Could you set down exactly the lines in the records below between the line holding "Can you find the office" and the line holding "Can you find the white car?", inclusive?
★ ★ ★ ★ ★ ★ ★
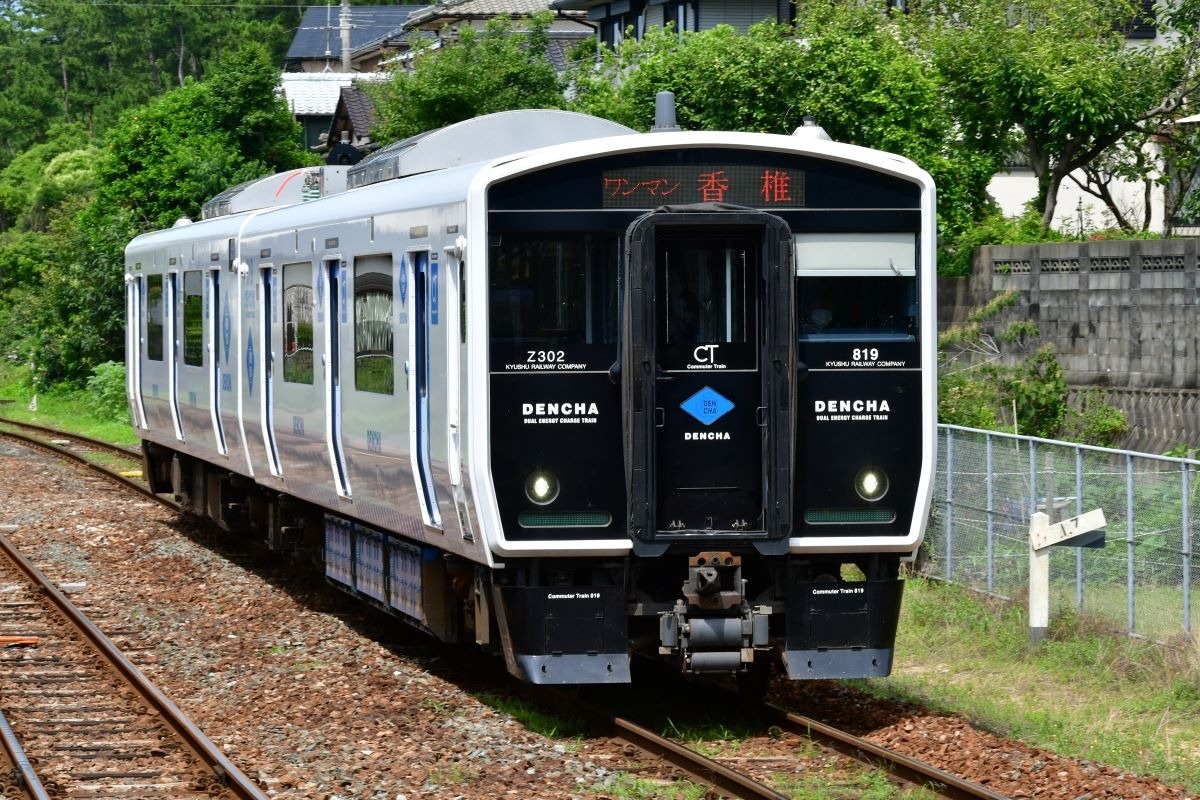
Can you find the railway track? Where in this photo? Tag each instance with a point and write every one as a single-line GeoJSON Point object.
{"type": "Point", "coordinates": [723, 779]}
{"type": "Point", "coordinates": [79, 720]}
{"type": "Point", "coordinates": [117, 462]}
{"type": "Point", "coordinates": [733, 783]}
★ ★ ★ ★ ★ ★ ★
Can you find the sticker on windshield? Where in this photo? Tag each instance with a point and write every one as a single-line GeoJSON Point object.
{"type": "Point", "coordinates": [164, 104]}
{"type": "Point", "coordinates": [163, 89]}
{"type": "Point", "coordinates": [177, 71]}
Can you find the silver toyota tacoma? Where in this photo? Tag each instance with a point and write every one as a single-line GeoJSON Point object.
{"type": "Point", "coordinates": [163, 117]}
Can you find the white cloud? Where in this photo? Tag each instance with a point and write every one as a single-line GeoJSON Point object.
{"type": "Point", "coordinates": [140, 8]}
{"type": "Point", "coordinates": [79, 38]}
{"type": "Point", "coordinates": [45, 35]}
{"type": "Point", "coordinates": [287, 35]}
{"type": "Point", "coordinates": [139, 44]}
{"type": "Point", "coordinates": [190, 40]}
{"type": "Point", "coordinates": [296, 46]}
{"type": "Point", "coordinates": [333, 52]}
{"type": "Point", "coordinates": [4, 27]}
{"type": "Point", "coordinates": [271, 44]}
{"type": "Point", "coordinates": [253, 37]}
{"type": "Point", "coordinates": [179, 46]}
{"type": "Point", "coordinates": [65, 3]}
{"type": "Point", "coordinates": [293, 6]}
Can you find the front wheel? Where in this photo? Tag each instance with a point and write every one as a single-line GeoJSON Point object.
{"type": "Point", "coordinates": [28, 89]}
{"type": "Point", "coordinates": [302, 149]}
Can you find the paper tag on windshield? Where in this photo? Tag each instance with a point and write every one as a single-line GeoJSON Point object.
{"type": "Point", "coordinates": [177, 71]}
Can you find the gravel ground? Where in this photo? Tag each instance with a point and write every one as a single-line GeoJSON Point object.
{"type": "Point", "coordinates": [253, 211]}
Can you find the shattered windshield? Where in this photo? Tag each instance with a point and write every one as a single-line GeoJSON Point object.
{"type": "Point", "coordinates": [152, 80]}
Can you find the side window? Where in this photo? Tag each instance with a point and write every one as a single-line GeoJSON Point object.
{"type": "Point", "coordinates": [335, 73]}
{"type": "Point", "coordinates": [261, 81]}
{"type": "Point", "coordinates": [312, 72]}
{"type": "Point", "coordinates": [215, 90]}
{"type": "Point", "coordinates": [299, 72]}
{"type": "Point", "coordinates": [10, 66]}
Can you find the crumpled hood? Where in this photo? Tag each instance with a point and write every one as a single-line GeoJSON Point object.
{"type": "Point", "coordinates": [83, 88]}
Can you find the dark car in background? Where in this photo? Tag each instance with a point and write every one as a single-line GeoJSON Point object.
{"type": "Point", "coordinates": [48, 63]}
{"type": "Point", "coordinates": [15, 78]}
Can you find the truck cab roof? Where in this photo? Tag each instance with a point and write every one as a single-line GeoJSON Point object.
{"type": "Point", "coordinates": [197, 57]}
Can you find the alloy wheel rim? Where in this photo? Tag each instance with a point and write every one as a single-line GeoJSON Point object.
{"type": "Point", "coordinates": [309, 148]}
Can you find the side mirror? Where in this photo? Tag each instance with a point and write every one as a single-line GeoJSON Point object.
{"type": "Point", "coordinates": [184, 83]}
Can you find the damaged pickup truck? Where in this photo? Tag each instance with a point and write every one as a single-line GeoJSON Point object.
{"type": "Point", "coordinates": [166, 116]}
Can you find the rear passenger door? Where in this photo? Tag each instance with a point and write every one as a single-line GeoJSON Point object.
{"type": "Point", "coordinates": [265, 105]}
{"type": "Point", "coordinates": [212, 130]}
★ ★ ★ ★ ★ ★ ★
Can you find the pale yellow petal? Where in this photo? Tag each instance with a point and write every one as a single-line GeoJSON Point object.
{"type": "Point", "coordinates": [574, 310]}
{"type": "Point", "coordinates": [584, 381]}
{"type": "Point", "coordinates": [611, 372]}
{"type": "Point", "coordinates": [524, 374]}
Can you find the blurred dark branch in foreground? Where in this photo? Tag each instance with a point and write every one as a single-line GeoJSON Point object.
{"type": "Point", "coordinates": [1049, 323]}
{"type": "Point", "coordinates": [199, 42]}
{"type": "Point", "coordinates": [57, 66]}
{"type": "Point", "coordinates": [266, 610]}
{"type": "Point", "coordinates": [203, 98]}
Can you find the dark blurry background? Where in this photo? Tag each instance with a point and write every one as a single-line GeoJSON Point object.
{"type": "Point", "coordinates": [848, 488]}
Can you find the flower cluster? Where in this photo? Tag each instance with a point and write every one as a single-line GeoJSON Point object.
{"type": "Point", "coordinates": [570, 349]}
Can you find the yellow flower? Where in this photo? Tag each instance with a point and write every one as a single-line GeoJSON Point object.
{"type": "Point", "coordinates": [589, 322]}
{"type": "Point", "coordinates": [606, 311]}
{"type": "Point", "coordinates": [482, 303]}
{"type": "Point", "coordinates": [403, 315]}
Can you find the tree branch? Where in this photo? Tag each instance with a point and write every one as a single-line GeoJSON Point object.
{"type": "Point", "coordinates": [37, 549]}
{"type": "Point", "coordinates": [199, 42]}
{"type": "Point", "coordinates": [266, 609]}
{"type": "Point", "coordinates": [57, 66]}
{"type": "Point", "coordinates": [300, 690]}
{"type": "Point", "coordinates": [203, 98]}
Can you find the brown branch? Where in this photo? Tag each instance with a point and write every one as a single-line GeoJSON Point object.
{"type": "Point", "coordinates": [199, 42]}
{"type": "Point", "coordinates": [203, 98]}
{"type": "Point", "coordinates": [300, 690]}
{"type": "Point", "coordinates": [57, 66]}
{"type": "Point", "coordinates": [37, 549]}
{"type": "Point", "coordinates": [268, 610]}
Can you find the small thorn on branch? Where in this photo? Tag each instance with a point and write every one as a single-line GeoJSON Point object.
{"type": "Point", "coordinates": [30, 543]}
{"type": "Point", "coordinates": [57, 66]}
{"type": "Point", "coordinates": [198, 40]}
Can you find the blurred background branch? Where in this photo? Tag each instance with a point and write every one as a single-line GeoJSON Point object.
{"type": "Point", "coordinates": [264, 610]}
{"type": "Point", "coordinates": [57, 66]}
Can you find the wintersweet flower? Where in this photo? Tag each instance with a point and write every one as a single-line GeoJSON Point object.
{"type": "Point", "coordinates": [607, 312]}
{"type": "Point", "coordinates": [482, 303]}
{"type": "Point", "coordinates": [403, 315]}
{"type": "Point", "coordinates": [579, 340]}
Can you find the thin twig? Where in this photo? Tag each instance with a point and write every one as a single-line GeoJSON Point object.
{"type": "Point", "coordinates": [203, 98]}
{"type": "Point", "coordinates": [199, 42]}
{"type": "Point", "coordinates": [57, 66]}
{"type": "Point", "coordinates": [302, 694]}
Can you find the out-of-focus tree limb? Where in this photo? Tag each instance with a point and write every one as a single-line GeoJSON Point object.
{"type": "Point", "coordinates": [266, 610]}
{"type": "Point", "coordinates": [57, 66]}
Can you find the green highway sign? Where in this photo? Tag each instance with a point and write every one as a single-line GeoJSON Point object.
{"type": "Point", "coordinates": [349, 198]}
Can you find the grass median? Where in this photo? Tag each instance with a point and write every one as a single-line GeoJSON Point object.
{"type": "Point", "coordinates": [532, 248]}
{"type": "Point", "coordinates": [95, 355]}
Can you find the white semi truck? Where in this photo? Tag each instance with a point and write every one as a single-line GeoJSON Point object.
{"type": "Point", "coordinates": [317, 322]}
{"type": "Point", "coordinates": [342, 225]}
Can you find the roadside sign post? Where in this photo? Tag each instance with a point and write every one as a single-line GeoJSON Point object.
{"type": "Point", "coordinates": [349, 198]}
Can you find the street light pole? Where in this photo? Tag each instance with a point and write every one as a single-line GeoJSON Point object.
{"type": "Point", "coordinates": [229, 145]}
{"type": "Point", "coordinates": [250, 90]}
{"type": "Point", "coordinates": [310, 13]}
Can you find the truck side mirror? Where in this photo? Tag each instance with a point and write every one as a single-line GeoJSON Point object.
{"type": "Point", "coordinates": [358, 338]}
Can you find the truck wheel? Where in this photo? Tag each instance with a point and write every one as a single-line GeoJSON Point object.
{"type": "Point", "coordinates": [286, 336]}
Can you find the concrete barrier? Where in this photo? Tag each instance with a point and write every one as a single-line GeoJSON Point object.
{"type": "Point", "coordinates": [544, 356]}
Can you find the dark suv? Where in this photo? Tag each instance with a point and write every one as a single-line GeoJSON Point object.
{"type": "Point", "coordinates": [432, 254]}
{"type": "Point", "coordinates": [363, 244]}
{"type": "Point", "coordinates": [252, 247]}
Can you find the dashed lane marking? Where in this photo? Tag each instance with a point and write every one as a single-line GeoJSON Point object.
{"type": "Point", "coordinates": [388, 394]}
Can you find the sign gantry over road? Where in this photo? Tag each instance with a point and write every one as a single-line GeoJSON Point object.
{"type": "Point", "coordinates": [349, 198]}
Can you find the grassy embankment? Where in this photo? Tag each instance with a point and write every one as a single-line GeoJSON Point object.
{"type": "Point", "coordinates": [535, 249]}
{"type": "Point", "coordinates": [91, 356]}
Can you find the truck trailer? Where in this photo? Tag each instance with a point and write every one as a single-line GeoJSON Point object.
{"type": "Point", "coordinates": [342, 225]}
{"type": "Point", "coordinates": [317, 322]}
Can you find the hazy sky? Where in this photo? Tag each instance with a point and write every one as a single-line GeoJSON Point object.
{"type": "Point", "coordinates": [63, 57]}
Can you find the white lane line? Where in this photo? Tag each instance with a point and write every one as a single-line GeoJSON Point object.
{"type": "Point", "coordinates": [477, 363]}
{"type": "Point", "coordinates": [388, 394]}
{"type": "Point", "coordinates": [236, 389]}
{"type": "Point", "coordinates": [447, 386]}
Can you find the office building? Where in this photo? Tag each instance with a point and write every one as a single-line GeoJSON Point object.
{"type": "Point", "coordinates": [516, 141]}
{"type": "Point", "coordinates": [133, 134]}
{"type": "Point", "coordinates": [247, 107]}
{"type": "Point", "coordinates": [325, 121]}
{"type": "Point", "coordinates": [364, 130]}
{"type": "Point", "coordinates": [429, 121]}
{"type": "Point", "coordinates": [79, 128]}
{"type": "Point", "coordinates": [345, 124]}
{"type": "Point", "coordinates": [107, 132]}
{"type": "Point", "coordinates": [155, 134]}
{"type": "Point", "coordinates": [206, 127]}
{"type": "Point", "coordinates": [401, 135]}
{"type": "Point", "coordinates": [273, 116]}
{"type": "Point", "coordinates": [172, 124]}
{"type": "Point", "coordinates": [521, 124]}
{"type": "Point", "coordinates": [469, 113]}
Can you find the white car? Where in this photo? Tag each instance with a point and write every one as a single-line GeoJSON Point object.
★ ★ ★ ★ ★ ★ ★
▸ Task output
Can you find the office building? Where in this photo? Tag each instance with a point and write every one as a single-line GeoJSON Point object.
{"type": "Point", "coordinates": [516, 141]}
{"type": "Point", "coordinates": [133, 134]}
{"type": "Point", "coordinates": [247, 107]}
{"type": "Point", "coordinates": [325, 121]}
{"type": "Point", "coordinates": [364, 130]}
{"type": "Point", "coordinates": [429, 121]}
{"type": "Point", "coordinates": [79, 128]}
{"type": "Point", "coordinates": [345, 124]}
{"type": "Point", "coordinates": [107, 132]}
{"type": "Point", "coordinates": [155, 134]}
{"type": "Point", "coordinates": [206, 127]}
{"type": "Point", "coordinates": [401, 135]}
{"type": "Point", "coordinates": [273, 116]}
{"type": "Point", "coordinates": [172, 124]}
{"type": "Point", "coordinates": [521, 124]}
{"type": "Point", "coordinates": [469, 113]}
Can you find the white car? Where in this photo? Tag each instance with a point and write every one as a single-line GeoJSON Point object.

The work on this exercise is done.